Locate each line in the entries below that includes the word "green", and copy those lines in full.

--- Begin ---

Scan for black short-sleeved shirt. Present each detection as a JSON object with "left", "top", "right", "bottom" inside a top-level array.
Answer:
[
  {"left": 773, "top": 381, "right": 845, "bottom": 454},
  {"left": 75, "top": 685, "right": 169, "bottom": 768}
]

--- End ---
--- Begin ---

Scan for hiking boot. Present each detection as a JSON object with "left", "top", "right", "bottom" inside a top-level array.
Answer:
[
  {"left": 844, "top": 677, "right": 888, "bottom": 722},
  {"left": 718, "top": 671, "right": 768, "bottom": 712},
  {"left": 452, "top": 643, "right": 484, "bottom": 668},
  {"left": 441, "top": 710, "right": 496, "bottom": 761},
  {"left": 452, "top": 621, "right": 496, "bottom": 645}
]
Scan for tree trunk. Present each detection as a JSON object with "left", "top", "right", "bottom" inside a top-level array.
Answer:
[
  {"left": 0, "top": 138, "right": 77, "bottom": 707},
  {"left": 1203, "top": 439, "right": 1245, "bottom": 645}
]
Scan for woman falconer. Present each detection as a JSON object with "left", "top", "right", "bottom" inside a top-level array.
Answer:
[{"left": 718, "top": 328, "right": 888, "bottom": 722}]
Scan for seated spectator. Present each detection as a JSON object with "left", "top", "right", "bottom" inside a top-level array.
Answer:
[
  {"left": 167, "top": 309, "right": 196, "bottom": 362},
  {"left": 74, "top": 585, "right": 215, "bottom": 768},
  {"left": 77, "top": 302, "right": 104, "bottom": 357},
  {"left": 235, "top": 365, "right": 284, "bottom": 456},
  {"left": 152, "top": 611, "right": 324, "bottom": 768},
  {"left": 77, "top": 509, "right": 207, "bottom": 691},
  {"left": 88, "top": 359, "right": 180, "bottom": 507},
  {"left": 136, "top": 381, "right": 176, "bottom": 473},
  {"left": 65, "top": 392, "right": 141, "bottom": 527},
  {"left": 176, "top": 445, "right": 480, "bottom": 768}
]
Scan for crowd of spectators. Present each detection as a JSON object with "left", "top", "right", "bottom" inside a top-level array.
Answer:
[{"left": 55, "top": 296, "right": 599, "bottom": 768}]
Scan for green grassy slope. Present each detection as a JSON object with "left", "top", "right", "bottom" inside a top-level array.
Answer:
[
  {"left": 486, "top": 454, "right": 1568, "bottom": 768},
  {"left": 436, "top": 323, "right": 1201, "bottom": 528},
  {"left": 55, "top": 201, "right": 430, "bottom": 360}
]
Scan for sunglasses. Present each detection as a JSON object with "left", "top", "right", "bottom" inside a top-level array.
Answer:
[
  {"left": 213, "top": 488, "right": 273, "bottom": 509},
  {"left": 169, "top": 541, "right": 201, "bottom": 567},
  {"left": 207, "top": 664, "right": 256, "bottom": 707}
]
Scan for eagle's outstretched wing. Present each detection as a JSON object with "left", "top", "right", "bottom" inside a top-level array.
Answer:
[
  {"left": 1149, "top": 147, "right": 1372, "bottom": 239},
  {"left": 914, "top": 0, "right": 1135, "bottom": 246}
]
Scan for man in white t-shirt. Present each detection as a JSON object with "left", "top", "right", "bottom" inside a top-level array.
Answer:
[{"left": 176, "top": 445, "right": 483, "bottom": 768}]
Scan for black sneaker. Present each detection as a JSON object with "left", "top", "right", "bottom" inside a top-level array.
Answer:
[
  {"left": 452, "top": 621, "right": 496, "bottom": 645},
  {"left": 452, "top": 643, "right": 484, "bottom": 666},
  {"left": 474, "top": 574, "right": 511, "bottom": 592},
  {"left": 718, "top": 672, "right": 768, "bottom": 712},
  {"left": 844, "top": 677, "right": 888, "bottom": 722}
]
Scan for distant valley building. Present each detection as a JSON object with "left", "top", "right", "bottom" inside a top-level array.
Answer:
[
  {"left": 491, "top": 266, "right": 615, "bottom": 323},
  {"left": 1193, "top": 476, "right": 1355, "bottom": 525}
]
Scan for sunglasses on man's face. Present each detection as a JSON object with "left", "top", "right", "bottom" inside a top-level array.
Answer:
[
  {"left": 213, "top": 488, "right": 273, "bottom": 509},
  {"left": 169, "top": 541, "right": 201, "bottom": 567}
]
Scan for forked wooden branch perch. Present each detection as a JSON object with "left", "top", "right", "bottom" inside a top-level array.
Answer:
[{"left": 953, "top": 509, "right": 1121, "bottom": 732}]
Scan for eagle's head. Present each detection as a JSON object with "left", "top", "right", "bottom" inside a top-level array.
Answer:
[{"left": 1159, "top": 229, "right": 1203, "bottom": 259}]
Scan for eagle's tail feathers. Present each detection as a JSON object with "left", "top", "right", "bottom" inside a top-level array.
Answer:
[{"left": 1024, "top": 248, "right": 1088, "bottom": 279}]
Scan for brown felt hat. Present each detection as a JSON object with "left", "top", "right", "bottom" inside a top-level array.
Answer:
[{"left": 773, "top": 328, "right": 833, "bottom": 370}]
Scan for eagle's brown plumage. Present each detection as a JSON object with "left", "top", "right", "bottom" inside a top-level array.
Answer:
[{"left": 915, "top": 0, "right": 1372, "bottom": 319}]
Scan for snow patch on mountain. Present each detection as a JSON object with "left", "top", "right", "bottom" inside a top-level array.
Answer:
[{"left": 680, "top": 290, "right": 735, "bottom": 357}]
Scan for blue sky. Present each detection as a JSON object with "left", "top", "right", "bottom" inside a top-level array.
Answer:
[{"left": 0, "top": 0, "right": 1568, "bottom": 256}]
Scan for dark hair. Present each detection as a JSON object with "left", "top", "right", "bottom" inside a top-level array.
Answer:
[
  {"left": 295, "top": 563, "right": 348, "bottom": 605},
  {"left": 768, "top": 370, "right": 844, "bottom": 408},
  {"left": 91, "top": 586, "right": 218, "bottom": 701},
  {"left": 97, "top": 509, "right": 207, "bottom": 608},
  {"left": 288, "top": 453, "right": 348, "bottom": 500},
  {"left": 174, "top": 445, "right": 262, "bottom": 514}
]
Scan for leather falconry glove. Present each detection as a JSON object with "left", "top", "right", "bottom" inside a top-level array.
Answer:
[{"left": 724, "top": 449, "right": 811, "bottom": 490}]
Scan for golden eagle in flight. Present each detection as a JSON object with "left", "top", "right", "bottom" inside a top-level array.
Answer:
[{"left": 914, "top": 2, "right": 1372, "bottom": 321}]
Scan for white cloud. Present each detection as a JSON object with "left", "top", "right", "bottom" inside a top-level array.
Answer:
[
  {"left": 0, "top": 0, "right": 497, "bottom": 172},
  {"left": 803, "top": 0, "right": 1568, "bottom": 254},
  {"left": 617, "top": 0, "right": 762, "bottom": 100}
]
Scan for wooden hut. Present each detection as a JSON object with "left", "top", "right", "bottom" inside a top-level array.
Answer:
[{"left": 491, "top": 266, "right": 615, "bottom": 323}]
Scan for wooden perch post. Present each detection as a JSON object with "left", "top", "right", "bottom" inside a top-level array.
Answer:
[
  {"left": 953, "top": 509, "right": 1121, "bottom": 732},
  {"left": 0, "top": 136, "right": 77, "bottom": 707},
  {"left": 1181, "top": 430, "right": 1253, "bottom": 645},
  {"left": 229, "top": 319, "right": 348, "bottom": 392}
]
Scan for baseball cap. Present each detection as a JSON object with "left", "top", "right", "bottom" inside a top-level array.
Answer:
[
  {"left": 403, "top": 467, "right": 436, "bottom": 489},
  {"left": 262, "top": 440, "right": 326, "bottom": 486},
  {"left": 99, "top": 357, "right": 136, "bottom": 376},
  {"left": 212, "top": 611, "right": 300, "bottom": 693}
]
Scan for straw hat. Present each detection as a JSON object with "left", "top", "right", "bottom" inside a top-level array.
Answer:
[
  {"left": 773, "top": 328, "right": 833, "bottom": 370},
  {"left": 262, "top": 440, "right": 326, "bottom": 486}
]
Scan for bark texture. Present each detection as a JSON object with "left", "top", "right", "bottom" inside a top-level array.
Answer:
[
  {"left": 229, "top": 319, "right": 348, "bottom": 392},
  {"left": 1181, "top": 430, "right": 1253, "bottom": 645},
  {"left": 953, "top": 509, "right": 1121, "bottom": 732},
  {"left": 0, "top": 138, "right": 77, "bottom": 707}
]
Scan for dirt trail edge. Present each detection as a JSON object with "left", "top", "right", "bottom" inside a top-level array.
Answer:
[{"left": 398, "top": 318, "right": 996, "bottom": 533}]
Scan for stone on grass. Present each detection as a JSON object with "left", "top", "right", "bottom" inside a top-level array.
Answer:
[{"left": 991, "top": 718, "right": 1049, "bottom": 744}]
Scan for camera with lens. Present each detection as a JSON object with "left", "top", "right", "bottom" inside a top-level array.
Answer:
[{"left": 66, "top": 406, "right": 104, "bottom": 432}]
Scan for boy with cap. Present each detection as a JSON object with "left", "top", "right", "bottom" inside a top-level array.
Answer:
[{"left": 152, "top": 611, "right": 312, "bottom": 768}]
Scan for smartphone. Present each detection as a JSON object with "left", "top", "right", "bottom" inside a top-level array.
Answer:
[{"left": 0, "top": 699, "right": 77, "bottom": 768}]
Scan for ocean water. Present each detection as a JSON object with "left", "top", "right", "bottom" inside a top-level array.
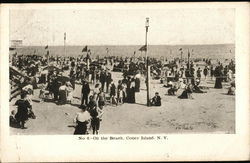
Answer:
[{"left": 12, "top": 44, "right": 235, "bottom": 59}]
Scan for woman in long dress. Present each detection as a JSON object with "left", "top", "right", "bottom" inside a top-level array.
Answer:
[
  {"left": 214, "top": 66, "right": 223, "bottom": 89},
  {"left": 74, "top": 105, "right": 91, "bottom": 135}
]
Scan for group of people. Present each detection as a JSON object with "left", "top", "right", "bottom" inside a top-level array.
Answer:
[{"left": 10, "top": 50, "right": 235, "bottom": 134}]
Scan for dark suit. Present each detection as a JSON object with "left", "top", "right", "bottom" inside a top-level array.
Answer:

--- End ---
--- Begin ---

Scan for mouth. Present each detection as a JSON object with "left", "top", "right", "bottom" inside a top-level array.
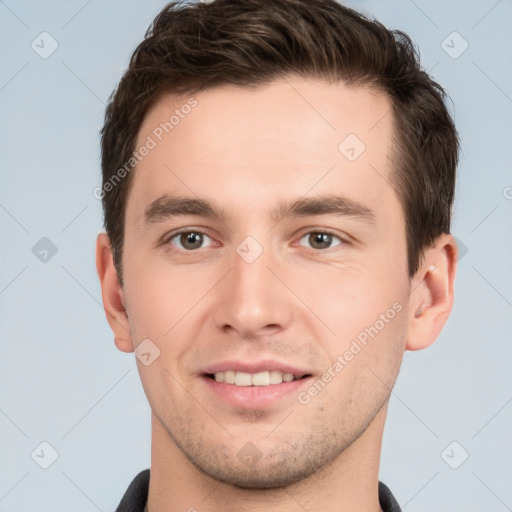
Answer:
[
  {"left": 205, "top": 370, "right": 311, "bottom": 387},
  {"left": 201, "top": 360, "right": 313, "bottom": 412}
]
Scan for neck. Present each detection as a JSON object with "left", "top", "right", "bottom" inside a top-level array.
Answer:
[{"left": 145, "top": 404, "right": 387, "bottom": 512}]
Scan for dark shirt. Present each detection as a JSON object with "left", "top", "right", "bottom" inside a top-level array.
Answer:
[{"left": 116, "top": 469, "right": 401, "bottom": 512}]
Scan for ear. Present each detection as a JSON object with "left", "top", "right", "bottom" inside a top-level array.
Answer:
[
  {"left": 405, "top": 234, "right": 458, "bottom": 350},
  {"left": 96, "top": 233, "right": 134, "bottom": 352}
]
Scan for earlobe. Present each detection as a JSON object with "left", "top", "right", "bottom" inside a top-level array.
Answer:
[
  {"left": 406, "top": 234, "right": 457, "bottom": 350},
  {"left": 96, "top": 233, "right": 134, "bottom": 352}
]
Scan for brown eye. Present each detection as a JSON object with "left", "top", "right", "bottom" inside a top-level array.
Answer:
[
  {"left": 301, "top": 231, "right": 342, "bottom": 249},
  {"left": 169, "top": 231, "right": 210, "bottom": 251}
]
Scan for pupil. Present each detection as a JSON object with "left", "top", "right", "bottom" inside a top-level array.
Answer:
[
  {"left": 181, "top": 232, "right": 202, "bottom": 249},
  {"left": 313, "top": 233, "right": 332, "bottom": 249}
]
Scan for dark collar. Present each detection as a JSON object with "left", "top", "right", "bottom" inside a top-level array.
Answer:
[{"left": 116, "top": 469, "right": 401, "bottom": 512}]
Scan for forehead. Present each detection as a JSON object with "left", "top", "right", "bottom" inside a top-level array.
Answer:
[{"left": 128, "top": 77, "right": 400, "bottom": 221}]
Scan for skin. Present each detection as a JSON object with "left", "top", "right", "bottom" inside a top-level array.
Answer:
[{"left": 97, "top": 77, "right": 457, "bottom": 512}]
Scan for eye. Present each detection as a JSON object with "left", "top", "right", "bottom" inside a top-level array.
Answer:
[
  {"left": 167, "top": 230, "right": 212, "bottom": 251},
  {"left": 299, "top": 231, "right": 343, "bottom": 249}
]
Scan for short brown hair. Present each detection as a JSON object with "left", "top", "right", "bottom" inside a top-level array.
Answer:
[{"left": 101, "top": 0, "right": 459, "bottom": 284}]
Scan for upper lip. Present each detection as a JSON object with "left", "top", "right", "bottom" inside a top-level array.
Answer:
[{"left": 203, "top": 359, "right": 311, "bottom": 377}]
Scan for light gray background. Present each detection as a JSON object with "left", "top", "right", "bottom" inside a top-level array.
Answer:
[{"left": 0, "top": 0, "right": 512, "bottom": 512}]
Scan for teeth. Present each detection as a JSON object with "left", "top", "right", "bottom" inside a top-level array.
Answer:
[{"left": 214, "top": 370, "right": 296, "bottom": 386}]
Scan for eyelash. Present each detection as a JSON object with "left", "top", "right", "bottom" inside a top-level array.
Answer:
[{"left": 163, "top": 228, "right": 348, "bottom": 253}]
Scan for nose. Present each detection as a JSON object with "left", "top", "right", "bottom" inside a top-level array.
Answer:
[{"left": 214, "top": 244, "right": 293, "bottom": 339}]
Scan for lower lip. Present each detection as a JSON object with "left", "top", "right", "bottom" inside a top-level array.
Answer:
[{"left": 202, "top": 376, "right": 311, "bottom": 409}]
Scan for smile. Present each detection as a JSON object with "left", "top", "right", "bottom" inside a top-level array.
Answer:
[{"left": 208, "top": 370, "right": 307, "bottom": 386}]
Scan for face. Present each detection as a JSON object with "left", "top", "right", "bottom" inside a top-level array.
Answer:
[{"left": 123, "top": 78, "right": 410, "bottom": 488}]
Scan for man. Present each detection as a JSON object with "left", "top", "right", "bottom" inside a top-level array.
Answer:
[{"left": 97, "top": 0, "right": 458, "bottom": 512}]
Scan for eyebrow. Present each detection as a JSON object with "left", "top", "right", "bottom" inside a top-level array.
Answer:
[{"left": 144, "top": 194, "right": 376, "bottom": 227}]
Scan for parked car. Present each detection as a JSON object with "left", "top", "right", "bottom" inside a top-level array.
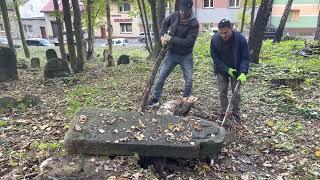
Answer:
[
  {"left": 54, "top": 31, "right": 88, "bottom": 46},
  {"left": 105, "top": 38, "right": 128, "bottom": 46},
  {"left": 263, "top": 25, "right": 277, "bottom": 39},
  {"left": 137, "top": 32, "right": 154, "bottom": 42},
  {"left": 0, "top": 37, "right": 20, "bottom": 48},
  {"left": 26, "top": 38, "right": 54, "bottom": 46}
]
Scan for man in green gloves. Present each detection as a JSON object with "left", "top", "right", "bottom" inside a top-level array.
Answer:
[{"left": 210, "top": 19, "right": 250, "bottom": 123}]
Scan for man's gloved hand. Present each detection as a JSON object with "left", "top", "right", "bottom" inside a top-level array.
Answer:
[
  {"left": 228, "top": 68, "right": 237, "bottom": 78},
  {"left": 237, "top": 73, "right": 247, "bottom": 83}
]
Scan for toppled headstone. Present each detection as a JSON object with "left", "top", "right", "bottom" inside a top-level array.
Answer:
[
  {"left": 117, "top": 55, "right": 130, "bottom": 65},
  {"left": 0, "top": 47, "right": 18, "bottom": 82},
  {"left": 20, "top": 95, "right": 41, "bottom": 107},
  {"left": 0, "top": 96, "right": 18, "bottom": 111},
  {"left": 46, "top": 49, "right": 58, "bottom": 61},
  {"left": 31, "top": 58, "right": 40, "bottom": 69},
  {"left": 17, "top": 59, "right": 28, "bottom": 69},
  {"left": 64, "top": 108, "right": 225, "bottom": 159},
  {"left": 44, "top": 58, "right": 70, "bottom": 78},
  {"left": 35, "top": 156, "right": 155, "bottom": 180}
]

--- End ---

OUTPUT BELOW -
Scan for green grassy slope. Present each detection as a JSON object with "left", "top", "right", "bottom" inside a top-level array.
Scan for man in green gloves. Present each detection as a JSON object with "left", "top", "right", "bottom" inside a top-level array.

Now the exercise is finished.